[Items from a labeling collection]
+ + + + + + +

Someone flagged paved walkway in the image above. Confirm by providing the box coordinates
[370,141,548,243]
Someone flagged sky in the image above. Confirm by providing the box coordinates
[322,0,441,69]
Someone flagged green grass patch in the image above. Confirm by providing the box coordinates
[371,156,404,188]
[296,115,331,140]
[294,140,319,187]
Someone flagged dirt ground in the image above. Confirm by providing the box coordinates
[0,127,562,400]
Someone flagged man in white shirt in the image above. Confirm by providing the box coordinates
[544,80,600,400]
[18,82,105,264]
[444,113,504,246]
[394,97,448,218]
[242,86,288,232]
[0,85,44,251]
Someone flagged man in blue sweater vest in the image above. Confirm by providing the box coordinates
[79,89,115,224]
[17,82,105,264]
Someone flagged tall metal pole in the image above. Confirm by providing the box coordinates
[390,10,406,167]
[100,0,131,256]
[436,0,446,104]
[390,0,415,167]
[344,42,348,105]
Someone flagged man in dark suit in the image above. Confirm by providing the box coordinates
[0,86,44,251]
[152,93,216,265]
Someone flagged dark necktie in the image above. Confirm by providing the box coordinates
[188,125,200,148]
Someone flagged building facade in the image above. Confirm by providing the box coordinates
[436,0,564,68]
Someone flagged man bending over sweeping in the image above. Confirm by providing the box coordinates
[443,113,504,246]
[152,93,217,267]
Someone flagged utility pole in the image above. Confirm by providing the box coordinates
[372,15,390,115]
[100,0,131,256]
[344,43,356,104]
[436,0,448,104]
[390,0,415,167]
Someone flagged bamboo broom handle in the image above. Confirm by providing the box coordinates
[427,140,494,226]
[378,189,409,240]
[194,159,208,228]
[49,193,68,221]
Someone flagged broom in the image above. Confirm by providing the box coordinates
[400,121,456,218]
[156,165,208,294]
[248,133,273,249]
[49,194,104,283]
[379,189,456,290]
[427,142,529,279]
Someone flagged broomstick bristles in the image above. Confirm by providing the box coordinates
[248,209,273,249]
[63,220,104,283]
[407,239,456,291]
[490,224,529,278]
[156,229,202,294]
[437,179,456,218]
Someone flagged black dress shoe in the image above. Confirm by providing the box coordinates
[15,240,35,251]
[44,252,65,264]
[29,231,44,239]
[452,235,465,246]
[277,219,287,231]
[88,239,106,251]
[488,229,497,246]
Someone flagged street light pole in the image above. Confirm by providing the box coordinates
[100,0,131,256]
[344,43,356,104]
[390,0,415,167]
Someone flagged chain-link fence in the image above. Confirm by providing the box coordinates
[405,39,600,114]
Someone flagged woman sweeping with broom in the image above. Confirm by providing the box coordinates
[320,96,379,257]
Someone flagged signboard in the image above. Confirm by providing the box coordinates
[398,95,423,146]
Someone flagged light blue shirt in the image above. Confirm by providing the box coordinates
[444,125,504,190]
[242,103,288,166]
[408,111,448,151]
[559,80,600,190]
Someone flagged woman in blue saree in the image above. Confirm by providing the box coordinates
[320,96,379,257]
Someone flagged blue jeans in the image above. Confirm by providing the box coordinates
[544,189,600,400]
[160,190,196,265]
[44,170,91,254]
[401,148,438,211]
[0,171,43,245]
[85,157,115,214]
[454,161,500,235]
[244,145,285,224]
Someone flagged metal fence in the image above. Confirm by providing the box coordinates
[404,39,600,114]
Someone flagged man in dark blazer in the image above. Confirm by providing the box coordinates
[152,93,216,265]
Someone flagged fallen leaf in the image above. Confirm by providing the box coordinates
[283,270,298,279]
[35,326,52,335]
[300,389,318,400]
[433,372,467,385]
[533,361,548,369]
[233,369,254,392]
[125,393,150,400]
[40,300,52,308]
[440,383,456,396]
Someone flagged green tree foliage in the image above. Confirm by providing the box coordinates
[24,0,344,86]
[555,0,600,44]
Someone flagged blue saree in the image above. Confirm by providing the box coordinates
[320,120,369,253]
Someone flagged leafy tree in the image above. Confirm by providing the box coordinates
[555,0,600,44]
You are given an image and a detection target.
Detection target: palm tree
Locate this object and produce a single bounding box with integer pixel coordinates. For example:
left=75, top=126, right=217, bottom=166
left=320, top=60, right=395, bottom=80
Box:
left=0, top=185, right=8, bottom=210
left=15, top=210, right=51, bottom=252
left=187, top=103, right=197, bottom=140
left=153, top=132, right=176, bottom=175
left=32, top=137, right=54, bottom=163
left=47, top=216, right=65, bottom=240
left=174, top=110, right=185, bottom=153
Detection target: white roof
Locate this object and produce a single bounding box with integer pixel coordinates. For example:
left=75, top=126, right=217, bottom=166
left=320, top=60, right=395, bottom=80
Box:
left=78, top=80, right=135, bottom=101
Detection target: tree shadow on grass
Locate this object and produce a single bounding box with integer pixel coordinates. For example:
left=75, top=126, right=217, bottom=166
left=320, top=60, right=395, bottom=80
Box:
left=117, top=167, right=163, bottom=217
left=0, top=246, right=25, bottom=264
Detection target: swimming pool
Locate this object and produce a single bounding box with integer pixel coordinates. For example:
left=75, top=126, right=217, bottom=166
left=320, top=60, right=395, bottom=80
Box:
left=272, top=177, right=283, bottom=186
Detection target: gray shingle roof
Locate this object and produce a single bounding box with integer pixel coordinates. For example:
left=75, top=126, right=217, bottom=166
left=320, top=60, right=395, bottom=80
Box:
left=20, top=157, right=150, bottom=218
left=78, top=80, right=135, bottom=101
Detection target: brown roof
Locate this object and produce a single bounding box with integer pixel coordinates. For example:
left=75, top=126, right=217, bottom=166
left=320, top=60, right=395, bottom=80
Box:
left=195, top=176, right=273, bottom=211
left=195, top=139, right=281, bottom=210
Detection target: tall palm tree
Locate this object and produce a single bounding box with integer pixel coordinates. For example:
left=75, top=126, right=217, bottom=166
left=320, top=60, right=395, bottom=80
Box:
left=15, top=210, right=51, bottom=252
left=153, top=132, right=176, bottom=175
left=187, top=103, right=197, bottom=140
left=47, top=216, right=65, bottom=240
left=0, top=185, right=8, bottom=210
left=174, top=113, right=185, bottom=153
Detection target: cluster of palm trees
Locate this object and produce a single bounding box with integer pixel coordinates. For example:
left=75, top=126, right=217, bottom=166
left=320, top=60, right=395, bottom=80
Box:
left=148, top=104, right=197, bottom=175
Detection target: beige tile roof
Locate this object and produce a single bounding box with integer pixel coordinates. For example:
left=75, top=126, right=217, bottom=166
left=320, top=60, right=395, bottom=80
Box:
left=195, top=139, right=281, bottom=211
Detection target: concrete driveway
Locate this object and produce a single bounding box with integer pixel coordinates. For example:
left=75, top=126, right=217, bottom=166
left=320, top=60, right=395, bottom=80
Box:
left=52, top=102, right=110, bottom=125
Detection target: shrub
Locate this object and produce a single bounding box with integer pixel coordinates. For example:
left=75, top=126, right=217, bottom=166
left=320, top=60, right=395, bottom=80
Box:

+ + + + + + +

**EXERCISE TASK:** Reproduce all of the rows above verbatim, changing nothing.

**THE RESPONSE:**
Someone flagged paved walkway in the image above. Confirm by providing the box coordinates
[370,141,548,243]
Someone flagged sky in the image above. Confirm by providing the box coordinates
[322,0,441,69]
Someone flagged green grass patch in the image above. Confirm by providing the box coordinates
[371,156,404,188]
[296,115,331,140]
[294,140,319,187]
Someone flagged dirt ground in the image above. Confirm by providing the box coordinates
[0,127,562,400]
Someone flagged man in white shirt in the image above. Confirm by providing the box coordinates
[544,80,600,400]
[18,82,105,264]
[444,113,504,246]
[394,97,448,218]
[242,86,288,232]
[0,85,44,251]
Someone flagged man in blue sweater vest in the image above. Confirm by providing the box coordinates
[79,89,115,224]
[17,82,105,264]
Someone flagged tall metal pole in the image above. Confirm by providing the box coordinates
[390,10,406,167]
[100,0,131,256]
[436,0,446,104]
[390,0,415,167]
[344,42,348,105]
Someone flagged man in dark suit in the image above. Confirm by providing the box coordinates
[0,86,44,251]
[152,93,216,265]
Someone flagged dark necktie in the image above. Confirm by providing the box coordinates
[188,125,200,148]
Someone flagged building facade in the image above. Confirm by providing the box coordinates
[436,0,564,68]
Someone flagged man bending over sweeping in the image above. Confirm by providing the box coordinates
[443,113,504,246]
[152,93,217,267]
Someone flagged utility pole in the image above. Confirm by providing the box coordinates
[372,15,390,115]
[100,0,131,256]
[344,43,356,104]
[436,0,448,104]
[390,0,415,167]
Someone flagged bamboo broom handle in the image above. Confirm by providing the box coordinates
[427,140,494,226]
[378,189,409,240]
[194,159,208,228]
[49,193,68,221]
Someone flagged broom in the image above. Confirm by providing the box coordinates
[400,121,456,218]
[156,165,208,294]
[248,133,273,249]
[49,194,104,283]
[379,189,456,290]
[427,142,529,279]
Someone flagged broomstick bristles in the image above. Confirm by providing the box coordinates
[248,209,273,249]
[63,220,104,283]
[407,239,456,291]
[490,224,529,278]
[156,229,202,294]
[437,179,456,218]
Someone flagged black dress shoe in the image above. Confirm by providing the box coordinates
[15,240,35,251]
[44,252,65,264]
[29,231,44,239]
[452,235,465,246]
[277,219,287,231]
[88,239,106,251]
[488,229,497,246]
Someone flagged street light pole in the image above. Confirm by providing the box coordinates
[100,0,131,256]
[344,43,356,104]
[390,0,415,167]
Someone flagged chain-link fence in the image above. Confirm by providing the box coordinates
[405,39,600,114]
Someone flagged woman sweeping with broom in the image above. Confirm by providing the box coordinates
[320,96,379,257]
Someone flagged signboard in the image above. Confirm by providing the box coordinates
[398,95,423,146]
Someone flagged light blue shirt in the image above. Confirm by providing the box coordinates
[444,125,504,190]
[242,103,288,166]
[408,111,448,151]
[559,80,600,190]
Someone flagged woman in blue saree in the image above. Confirm by providing the box coordinates
[320,96,379,257]
Someone flagged blue jeans in the image above. Confirm by providing the box coordinates
[544,189,600,400]
[160,190,196,265]
[44,170,91,254]
[401,148,438,211]
[0,171,43,245]
[85,157,115,214]
[454,161,500,235]
[244,145,285,224]
Someone flagged metal fence in the image above. Confirm by providing the box coordinates
[404,39,600,114]
Someone flagged man in dark blazer in the image above. Confirm by providing the box coordinates
[152,93,216,265]
Someone flagged fallen leaf in the image above. Confirm by providing the box coordinates
[283,270,298,279]
[35,326,52,335]
[300,389,318,400]
[433,372,467,385]
[533,361,548,369]
[233,369,254,392]
[125,393,150,400]
[40,300,52,308]
[440,383,456,396]
Someone flagged green tree foliage in the image above. Confirm by providing the box coordinates
[24,0,344,86]
[555,0,600,44]
Someone flagged blue saree in the image above. Confirm by providing the box coordinates
[320,120,369,253]
Someone flagged leafy tree in the image above. Confirm by providing the box coordinates
[555,0,600,44]
You are given an image and a detection target.
Detection target: palm tree
Locate this object and produce a single bounding box with integer pixel coordinates. For example:
left=75, top=126, right=217, bottom=166
left=320, top=60, right=395, bottom=80
Box:
left=0, top=185, right=8, bottom=210
left=15, top=210, right=51, bottom=252
left=187, top=103, right=197, bottom=140
left=153, top=132, right=176, bottom=175
left=32, top=137, right=54, bottom=163
left=47, top=216, right=65, bottom=240
left=174, top=110, right=185, bottom=153
Detection target: white roof
Locate this object and produce a single bounding box with integer pixel coordinates. For example:
left=75, top=126, right=217, bottom=166
left=320, top=60, right=395, bottom=80
Box:
left=78, top=80, right=135, bottom=101
Detection target: tree shadow on grass
Locate this object and produce a single bounding box with integer pixel coordinates. For example:
left=75, top=126, right=217, bottom=166
left=320, top=60, right=395, bottom=80
Box:
left=117, top=167, right=163, bottom=217
left=0, top=246, right=25, bottom=264
Detection target: swimming pool
Locate this object and produce a single bounding box with integer pixel coordinates. For example:
left=75, top=126, right=217, bottom=166
left=320, top=60, right=395, bottom=80
Box:
left=272, top=177, right=283, bottom=186
Detection target: gray shingle roof
Locate this object and produce a single bounding box with integer pixel coordinates. For example:
left=75, top=126, right=217, bottom=166
left=320, top=60, right=395, bottom=80
Box:
left=20, top=157, right=150, bottom=218
left=78, top=80, right=135, bottom=101
Detection target: brown roof
Locate this object and produce a single bounding box with integer pixel coordinates. For example:
left=75, top=126, right=217, bottom=166
left=320, top=60, right=395, bottom=80
Box:
left=195, top=176, right=273, bottom=211
left=195, top=139, right=281, bottom=210
Detection target: tall palm tree
Locate this object and produce a single bounding box with integer pixel coordinates. For example:
left=75, top=126, right=217, bottom=166
left=320, top=60, right=395, bottom=80
Box:
left=15, top=210, right=51, bottom=252
left=153, top=132, right=176, bottom=175
left=187, top=103, right=197, bottom=140
left=47, top=216, right=65, bottom=240
left=0, top=185, right=8, bottom=210
left=174, top=113, right=185, bottom=153
Detection target: cluster of palm trees
Locate this object and produce a single bounding box with integer pixel coordinates. For example:
left=75, top=126, right=217, bottom=166
left=320, top=60, right=395, bottom=80
Box:
left=148, top=104, right=197, bottom=175
Detection target: beige tile roof
Locate this object and produce a single bounding box with integer pixel coordinates. For example:
left=75, top=126, right=217, bottom=166
left=320, top=60, right=395, bottom=80
Box:
left=195, top=139, right=281, bottom=211
Detection target: concrete driveway
Locate this object and produce a single bounding box with integer pixel coordinates. For example:
left=75, top=126, right=217, bottom=166
left=320, top=60, right=395, bottom=80
Box:
left=52, top=102, right=110, bottom=125
Detection target: shrub
Locate this object and produce a single bounding box with integer pixel coordinates. For example:
left=75, top=126, right=217, bottom=166
left=320, top=60, right=395, bottom=80
Box:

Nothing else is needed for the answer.